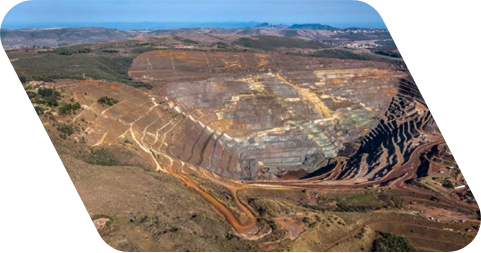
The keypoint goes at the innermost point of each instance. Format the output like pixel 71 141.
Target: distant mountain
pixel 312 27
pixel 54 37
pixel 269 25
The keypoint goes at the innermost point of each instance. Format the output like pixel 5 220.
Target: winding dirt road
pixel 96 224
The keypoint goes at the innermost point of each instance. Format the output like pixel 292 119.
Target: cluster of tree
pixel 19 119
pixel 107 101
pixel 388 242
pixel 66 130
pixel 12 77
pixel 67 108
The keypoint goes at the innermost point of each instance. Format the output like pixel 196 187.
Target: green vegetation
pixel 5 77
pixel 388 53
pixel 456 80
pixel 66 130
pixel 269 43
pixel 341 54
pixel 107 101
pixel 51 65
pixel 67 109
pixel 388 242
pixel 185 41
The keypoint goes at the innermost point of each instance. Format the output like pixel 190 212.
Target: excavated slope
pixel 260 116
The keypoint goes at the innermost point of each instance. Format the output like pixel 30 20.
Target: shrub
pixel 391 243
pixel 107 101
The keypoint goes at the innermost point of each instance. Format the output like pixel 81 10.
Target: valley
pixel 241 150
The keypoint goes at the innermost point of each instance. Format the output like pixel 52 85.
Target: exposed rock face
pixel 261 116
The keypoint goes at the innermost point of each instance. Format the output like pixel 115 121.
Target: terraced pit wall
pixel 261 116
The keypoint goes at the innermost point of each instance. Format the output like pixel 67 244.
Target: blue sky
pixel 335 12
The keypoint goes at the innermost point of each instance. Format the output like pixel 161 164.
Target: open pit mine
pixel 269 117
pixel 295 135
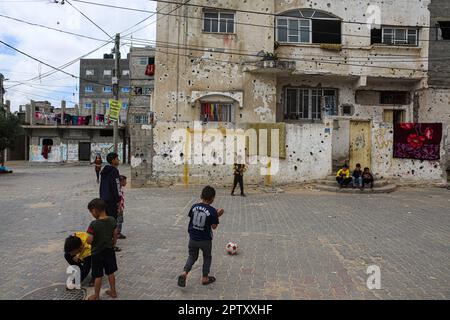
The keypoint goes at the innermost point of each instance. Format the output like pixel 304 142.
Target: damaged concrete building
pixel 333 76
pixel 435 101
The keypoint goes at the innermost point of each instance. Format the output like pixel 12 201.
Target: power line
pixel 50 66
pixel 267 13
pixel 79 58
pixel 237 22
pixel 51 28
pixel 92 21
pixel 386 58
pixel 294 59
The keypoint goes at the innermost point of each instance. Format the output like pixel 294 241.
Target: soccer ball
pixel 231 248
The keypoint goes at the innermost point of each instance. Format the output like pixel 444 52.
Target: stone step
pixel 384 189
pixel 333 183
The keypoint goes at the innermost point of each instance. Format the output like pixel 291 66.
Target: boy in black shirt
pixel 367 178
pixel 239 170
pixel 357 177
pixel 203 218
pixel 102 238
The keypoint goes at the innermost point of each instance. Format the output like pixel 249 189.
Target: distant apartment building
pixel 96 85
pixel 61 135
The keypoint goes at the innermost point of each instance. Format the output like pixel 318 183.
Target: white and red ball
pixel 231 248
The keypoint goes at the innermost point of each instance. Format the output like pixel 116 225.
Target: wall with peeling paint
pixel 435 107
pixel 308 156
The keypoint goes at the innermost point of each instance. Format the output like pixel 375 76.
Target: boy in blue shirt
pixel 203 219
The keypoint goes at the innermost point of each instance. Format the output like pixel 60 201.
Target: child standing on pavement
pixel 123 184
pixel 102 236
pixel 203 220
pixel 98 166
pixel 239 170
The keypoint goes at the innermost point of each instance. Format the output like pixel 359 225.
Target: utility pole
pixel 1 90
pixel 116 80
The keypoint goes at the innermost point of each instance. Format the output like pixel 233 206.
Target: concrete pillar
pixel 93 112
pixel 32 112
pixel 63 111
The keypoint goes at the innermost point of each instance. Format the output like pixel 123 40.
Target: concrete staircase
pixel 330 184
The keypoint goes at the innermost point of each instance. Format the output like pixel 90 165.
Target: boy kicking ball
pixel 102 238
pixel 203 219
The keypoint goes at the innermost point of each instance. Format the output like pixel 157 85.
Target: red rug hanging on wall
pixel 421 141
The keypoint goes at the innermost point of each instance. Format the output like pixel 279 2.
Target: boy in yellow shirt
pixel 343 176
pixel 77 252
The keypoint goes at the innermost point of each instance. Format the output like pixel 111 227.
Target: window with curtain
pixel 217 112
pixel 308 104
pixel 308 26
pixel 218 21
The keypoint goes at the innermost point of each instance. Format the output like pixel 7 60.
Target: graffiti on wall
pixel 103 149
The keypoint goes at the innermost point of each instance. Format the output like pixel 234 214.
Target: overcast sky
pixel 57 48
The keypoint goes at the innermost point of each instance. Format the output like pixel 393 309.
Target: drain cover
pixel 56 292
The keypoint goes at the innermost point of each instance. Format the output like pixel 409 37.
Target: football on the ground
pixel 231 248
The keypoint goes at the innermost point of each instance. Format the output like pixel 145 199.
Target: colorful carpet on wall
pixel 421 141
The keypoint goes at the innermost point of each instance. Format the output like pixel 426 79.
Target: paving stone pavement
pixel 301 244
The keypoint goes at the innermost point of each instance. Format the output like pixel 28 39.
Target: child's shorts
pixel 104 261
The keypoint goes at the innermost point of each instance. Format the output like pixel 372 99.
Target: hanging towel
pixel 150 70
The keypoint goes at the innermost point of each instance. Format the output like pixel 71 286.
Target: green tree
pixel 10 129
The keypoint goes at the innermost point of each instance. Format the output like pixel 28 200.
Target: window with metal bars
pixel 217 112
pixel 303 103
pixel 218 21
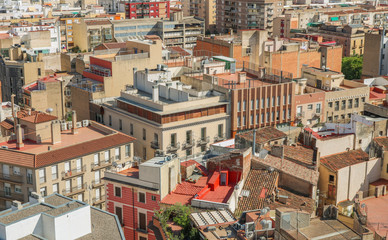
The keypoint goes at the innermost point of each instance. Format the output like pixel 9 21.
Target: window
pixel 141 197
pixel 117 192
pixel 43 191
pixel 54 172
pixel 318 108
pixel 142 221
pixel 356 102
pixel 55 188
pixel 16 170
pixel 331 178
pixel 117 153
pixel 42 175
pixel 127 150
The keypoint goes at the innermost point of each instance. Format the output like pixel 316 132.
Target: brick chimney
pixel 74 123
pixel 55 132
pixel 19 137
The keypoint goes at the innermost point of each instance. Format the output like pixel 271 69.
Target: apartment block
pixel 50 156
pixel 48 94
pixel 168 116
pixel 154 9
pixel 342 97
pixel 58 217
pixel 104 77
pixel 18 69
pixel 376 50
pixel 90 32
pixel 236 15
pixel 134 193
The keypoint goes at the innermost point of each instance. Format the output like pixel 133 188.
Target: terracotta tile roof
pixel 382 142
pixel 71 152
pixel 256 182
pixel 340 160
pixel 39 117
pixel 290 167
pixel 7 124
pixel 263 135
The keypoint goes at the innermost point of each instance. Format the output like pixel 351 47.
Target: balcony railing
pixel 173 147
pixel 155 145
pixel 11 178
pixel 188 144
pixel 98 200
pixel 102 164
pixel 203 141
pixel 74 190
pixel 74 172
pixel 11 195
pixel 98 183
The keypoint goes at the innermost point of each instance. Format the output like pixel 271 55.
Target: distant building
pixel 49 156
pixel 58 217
========================================
Task prompt: Transcribe the records above verbatim. Do not carry over any picture.

Result of this task:
The keypoint goes at the innermost point of each instance. Format the output like pixel 71 141.
Target: distant mountain
pixel 312 27
pixel 54 37
pixel 269 25
The keypoint goes at the innermost point of each instance. Format the output like pixel 5 220.
Target: winding dirt road
pixel 96 224
The keypoint goes at the innermost point of each instance. Format the output like pixel 292 119.
Target: cluster of tree
pixel 19 119
pixel 107 101
pixel 388 242
pixel 66 130
pixel 12 77
pixel 67 108
The keypoint goes at the innermost point of each instance. Format the output like pixel 196 187.
Target: green vegetation
pixel 5 77
pixel 388 53
pixel 456 80
pixel 66 130
pixel 269 43
pixel 341 54
pixel 107 101
pixel 51 65
pixel 67 109
pixel 388 242
pixel 185 41
The keypoint goes at the innermost point of each instance. Format the output like pixel 190 212.
Target: excavated slope
pixel 260 116
The keypoint goes at the innermost point of each instance. Format the output like pixel 30 20.
Target: shrub
pixel 391 243
pixel 107 101
The keypoint goes at the innermost point of each instance. Format the output like pixel 81 10.
Target: valley
pixel 241 150
The keypoint goes at the innermost point of each instance. Format the output like pixel 52 85.
Target: exposed rock face
pixel 261 116
The keypoint goes at the innermost point of each instance. Format the output like pixel 115 121.
Target: terraced pit wall
pixel 261 116
The keypoint goes at the innermost point of each instance. Format the output like pixel 67 244.
Target: blue sky
pixel 335 12
The keypoint goes at the innermost point of each instance. Format the output like pixel 161 164.
Target: open pit mine
pixel 269 117
pixel 295 135
The keypoint goes at the innermost point of each instance. Format the output like pixel 304 142.
Target: damaged concrete building
pixel 333 76
pixel 435 101
The keypoint goes at the innermost point of each instance. Format the output like pixel 12 201.
Target: power line
pixel 50 66
pixel 267 13
pixel 79 58
pixel 237 22
pixel 51 28
pixel 92 21
pixel 386 58
pixel 294 59
The keypoint goes at the innermost point of each instance. Format the output like pixel 294 241.
Target: soccer ball
pixel 231 248
The keypoint goes at the innermost point of each instance. Format the output like pixel 444 52.
Target: stone step
pixel 384 189
pixel 333 183
The keypoint goes at the innermost point of each instance. Format the output like pixel 291 66.
Target: boy in black shirt
pixel 367 178
pixel 239 170
pixel 357 177
pixel 203 218
pixel 102 238
The keypoint goes at the innermost point of each instance. Format the output like pixel 249 189.
Target: distant apartment building
pixel 96 85
pixel 61 135
The keypoint goes at the innermost point of each instance. Format the output like pixel 318 183.
Target: white and red ball
pixel 231 248
The keypoint goes at the innermost point of each instance. Format the output like pixel 116 225.
Target: wall with peeling paint
pixel 435 107
pixel 308 156
The keypoint goes at the innermost point of each instance. Format the output like pixel 375 76.
Target: boy in blue shirt
pixel 203 219
The keypoint goes at the innermost point of each instance. Format the output like pixel 60 201.
Target: child standing on pavement
pixel 123 184
pixel 102 236
pixel 203 220
pixel 98 166
pixel 239 170
The keypoint goes at the innermost point of each instance. Format the output like pixel 359 225.
Target: utility pole
pixel 1 90
pixel 116 80
The keypoint goes at the innermost point of each instance. Format the output like pixel 233 206.
Target: concrete pillar
pixel 93 112
pixel 32 112
pixel 63 111
The keypoint goes at the innermost point of each instance. Format the output like pixel 123 40.
Target: concrete staircase
pixel 330 184
The keypoint goes at the innermost point of each instance. Format the output like pixel 90 165.
Target: boy kicking ball
pixel 102 238
pixel 203 219
The keypoint goes at the innermost point of each instance. Format the output like pixel 157 85.
Target: red rug hanging on wall
pixel 421 141
The keypoint goes at the innermost point of each instance. Format the output like pixel 279 2.
Target: boy in yellow shirt
pixel 343 176
pixel 77 252
The keypoint goes at the innermost point of each instance. Format the output like pixel 111 227.
Target: window with curtain
pixel 217 112
pixel 308 104
pixel 308 26
pixel 218 21
The keypoint goes at the innermost point of each instance. Format the output like pixel 7 60.
Target: graffiti on wall
pixel 103 149
The keypoint goes at the innermost point of each instance. Format the output like pixel 234 214.
Target: overcast sky
pixel 57 48
The keypoint goes at the innermost point of each instance. Format the output like pixel 393 309.
Target: drain cover
pixel 56 292
The keypoint goes at the innermost point of each instance. Format the output like pixel 409 37.
Target: football on the ground
pixel 231 248
The keypoint goes at the innermost point of each instance. Format the output like pixel 145 199.
Target: colorful carpet on wall
pixel 421 141
The keypoint goes at the innermost point of each instance. Format the output like pixel 426 79.
Target: paving stone pavement
pixel 301 244
The keypoint goes at the innermost point of each instance. Format the output like pixel 28 39.
Target: child's shorts
pixel 104 261
The keypoint goes at the innermost point of each instance. Format the output like pixel 372 99.
Target: hanging towel
pixel 150 70
The keypoint goes at the innermost point of each instance. Format the output like pixel 71 286.
Target: green tree
pixel 10 129
The keypoint goes at the innermost point of each instance. Format the output like pixel 28 200.
Target: window with metal bars
pixel 217 112
pixel 303 103
pixel 218 21
The keypoint goes at the innermost point of each instance. Format the output like pixel 9 21.
Target: window
pixel 141 197
pixel 117 192
pixel 43 191
pixel 54 172
pixel 318 108
pixel 142 221
pixel 356 102
pixel 55 188
pixel 16 170
pixel 331 178
pixel 117 153
pixel 42 175
pixel 127 150
The keypoint goes at the innermost point of each instance. Format the output like pixel 316 132.
Target: brick chimney
pixel 74 123
pixel 55 132
pixel 19 137
The keypoint goes at the innermost point of each instance. Format the output like pixel 271 69.
Target: apartment block
pixel 50 156
pixel 48 94
pixel 168 116
pixel 154 9
pixel 342 97
pixel 58 217
pixel 104 77
pixel 18 69
pixel 376 50
pixel 90 32
pixel 236 15
pixel 134 193
The keypoint goes at the innermost point of each instance. Format the output like pixel 133 188.
Target: terracotta tile roof
pixel 382 142
pixel 71 152
pixel 256 182
pixel 340 160
pixel 39 117
pixel 290 167
pixel 7 124
pixel 263 135
The keypoint goes at the innermost point of each instance. Format the output like pixel 351 47.
Target: balcony railing
pixel 173 147
pixel 155 145
pixel 11 178
pixel 188 144
pixel 98 200
pixel 102 164
pixel 203 141
pixel 74 190
pixel 74 172
pixel 11 195
pixel 98 183
The keypoint goes at the innermost point of each instance. Format the output like pixel 271 55.
Target: distant building
pixel 49 156
pixel 58 217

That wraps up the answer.